= DOCUMENT SECTION =
------------------------------
Semantic Segmentation Inference¶
This guide covers how to perform inference with trained semantic segmentation models, including visualization, export, and batch processing.
Overview¶
The segmentation_inference.py script provides a comprehensive toolkit for semantic segmentation inference with the following features:
Core Features:
- Load trained segmentation models from checkpoints
- Single image and batch prediction
- Automatic preprocessing using model's data config
- Support for multiple datasets (Cityscapes, Pascal VOC, custom)
Visualization:
- Overlay segmentation masks on original images
- Adjustable transparency for overlays
- Pre-configured color palettes (Cityscapes, Pascal VOC)
- Create class legends with color boxes and labels
Export Options:
- Save colored or grayscale masks as PNG
- Export per-class pixel statistics to JSON
- Batch processing with comprehensive statistics
Quick Start¶
Basic Inference¶
from examples.segmentation_inference import (
load_model,
predict_single_image,
visualize_segmentation,
CITYSCAPES_CLASSES,
CITYSCAPES_COLORS,
)
import torch
# Load trained model
model = load_model(
checkpoint_path="best-segmentor.ckpt",
backbone="resnet50",
num_classes=19,
head_type="deeplabv3plus",
image_size=512,
)
device = torch.device("cuda" if torch.cuda.is_available() else "cpu")
model = model.to(device)
# Predict on single image
result = predict_single_image(model, "street_scene.jpg")
# Result contains:
# - result["mask"]: (H, W) numpy array of class indices
# - result["probabilities"]: (C, H, W) numpy array of class probabilities
# - result["original_size"]: (width, height) tuple
print(f"Mask shape: {result['mask'].shape}")
print(f"Classes found: {sorted(set(result['mask'].flatten().tolist()))}")
Visualizing Results¶
from examples.segmentation_inference import visualize_segmentation
# Visualize with 50% transparency overlay
visualize_segmentation(
image_path="street_scene.jpg",
mask=result["mask"],
output_path="output.jpg",
color_palette=CITYSCAPES_COLORS,
alpha=0.5, # 0=transparent, 1=opaque
)
------------------------------
= AVAILABLE DATA =
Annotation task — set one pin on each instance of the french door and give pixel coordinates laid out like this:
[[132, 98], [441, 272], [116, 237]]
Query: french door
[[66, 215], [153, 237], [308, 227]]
------------------------------
= SET TASK =
Change "resnet50" to "resnet101" and write out the segmentation inference guide from "import torch" up to and including "model = model.to(device)". The listing is not needed for any of this.

= OUTPUT FOR THIS TASK =
import torch
# Load trained model
model = load_model(
checkpoint_path="best-segmentor.ckpt",
backbone="resnet101",
num_classes=19,
head_type="deeplabv3plus",
image_size=512,
)
device = torch.device("cuda" if torch.cuda.is_available() else "cpu")
model = model.to(device)